**Information given:**
•••••

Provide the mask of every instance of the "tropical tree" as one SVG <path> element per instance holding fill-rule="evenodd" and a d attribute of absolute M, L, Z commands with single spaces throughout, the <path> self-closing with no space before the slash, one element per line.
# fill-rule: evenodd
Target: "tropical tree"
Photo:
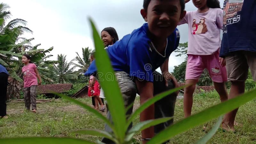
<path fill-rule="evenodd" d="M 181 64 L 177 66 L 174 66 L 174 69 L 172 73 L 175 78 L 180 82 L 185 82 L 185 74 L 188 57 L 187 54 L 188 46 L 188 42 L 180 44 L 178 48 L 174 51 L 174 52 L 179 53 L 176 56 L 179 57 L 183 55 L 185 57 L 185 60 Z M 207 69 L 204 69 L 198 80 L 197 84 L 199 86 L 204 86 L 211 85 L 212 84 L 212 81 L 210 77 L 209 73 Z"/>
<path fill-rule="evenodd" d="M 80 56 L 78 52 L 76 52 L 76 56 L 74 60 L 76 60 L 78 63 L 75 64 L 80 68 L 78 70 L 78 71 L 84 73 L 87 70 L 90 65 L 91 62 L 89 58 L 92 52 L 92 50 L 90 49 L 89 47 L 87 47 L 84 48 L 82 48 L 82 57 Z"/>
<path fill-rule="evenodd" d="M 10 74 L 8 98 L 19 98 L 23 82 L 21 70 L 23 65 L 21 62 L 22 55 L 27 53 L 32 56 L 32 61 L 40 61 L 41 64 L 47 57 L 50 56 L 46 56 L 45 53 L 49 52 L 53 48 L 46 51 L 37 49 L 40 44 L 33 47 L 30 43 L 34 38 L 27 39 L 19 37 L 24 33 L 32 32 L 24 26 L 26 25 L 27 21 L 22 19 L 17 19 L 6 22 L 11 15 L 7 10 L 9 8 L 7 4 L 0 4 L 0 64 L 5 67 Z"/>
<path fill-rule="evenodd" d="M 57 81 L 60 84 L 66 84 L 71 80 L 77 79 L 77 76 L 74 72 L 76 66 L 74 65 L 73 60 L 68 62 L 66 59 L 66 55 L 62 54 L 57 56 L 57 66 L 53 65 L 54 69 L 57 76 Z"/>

•••••

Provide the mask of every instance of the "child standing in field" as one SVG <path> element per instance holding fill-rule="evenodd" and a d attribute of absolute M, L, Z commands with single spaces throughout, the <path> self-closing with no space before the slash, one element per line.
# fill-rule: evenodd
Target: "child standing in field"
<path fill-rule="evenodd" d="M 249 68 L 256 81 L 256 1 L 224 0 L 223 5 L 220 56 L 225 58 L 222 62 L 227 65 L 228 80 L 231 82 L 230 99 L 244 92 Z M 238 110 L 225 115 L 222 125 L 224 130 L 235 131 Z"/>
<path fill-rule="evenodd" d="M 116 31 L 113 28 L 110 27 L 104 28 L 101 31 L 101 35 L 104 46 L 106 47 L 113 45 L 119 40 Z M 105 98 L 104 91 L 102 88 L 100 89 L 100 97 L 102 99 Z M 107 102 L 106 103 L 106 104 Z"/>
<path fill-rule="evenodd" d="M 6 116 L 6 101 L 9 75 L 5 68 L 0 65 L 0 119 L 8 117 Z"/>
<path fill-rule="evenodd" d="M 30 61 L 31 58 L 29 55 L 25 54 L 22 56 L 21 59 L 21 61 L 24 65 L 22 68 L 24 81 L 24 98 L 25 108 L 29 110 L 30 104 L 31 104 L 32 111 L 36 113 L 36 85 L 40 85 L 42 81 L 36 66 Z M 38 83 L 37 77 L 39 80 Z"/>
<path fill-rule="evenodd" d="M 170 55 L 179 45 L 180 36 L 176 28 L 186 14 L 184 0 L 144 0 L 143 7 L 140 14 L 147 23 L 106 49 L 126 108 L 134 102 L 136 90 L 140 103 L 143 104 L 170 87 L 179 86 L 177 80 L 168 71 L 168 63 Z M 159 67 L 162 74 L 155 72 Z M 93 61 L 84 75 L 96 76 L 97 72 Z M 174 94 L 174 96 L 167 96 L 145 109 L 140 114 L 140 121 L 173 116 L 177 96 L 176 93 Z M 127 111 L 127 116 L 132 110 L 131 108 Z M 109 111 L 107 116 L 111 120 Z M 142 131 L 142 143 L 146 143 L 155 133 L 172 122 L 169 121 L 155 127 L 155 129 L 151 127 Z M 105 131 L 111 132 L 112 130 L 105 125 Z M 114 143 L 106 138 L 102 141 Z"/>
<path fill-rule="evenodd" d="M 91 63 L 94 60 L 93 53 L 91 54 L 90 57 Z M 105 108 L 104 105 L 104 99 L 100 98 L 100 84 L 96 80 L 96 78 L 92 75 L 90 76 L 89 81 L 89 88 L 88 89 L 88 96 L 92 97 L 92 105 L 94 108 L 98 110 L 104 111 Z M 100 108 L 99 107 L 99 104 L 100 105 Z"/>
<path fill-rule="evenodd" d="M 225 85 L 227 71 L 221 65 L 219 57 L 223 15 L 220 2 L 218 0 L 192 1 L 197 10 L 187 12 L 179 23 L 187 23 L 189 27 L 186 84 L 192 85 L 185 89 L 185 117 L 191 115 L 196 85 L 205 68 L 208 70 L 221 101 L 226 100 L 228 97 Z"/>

•••••

Copy each line of the data above that contains the string "Target", treating uppercase and lowercase letters as different.

**Result of this task:**
Target: "tropical tree"
Target: "child standing in field"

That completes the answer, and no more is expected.